下に示す松林弘明の研究者情報から、専門分野として挙げられているものをすべて書き出せ。

### 本文抜粋

松林 弘明MATSUBAYASHI Hiroaki

工学部 電子情報工学科 教授

研究者情報

プロフィール

【専門分野】
○内科学一般
○神経内科学
○精神医学
○薬理学一般
【担当科目】
医学概論 、 生命倫理 、 解剖学 、 看護学概論 、 臨床医学総論 、 キャリアデザイン演習 、 社会実践演習 、 基礎医学実習 、 医用工学演習 、 臨床工学演習
【研究テーマ】
1.病気の予防と克服に関する科学的健康法の研究
2.脳とこころに作用する薬物の作用機序解明
3.神経難病の発症機構解明と治療法の開発
【ひとこと】

「社会に奉仕する」ための技術や研究を支えるのは、若い君たちの発想力です。豊な発想力は、豊富な知識から産まれます。大学でその知識と技術をしっかりと学びましょう。

######
### 提供資料

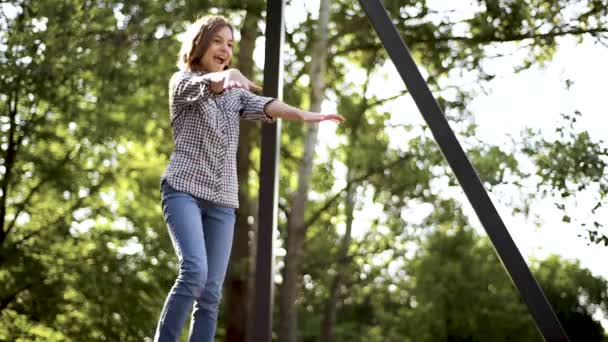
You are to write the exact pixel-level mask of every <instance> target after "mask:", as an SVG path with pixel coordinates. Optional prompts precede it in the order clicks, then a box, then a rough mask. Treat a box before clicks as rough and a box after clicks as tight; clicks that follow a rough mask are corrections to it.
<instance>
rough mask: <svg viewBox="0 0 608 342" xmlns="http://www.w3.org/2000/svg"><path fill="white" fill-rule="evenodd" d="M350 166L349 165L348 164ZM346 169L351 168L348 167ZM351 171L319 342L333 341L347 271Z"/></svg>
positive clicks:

######
### 提供資料

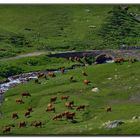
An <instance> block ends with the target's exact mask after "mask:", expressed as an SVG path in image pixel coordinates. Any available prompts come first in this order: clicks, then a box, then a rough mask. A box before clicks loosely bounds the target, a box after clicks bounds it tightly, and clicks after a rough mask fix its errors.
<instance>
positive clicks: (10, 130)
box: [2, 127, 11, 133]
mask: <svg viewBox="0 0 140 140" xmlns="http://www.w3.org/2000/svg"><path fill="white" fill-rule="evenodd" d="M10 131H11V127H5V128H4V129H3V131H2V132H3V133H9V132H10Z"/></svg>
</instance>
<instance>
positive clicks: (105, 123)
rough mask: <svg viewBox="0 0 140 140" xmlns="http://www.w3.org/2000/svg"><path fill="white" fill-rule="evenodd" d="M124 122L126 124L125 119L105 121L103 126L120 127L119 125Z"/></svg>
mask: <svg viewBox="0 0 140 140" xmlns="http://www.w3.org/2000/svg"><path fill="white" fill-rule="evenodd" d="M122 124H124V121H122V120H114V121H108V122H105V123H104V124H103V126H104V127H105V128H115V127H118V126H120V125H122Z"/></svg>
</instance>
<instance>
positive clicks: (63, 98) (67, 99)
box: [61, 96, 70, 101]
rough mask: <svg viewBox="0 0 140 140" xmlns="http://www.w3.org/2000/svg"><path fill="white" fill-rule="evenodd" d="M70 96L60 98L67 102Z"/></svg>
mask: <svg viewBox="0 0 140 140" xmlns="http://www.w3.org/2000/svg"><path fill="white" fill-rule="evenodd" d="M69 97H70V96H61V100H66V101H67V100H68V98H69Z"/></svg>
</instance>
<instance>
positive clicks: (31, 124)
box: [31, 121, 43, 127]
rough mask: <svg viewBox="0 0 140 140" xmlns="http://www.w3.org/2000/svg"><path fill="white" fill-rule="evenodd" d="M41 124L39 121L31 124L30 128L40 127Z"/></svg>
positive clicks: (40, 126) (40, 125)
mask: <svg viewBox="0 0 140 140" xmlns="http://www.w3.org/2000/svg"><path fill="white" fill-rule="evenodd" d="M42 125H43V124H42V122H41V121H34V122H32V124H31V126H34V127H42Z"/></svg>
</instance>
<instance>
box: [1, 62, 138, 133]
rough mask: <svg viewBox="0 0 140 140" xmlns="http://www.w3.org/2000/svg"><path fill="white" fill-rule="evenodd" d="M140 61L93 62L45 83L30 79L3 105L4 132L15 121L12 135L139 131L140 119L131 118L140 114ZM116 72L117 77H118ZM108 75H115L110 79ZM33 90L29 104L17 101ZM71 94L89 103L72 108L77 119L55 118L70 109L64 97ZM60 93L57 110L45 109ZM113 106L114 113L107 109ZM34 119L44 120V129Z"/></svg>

######
### 提供資料

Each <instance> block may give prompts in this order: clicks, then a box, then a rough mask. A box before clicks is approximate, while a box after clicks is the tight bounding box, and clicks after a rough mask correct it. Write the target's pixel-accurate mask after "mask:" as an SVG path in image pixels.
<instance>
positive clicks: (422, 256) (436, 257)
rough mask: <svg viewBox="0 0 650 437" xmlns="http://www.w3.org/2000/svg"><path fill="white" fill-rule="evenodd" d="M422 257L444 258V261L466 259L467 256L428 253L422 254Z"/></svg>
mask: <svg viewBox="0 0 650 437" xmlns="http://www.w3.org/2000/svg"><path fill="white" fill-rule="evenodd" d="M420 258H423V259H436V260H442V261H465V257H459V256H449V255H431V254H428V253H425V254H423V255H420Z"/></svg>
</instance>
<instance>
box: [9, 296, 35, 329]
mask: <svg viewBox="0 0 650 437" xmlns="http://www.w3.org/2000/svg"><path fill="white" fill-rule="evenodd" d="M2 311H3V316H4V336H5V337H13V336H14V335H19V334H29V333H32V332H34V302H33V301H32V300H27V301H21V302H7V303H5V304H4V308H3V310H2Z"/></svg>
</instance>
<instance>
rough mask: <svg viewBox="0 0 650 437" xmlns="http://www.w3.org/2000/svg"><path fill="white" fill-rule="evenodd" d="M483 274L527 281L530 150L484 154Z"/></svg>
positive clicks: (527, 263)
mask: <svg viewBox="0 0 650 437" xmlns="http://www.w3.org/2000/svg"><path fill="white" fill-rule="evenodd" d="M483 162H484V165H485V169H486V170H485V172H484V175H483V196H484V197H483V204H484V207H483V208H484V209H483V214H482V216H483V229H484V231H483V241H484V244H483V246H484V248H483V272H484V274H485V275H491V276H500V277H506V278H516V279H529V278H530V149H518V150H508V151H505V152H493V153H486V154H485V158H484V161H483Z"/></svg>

######

> _解答_:
内科学一般、神経内科学、精神医学、薬理学一般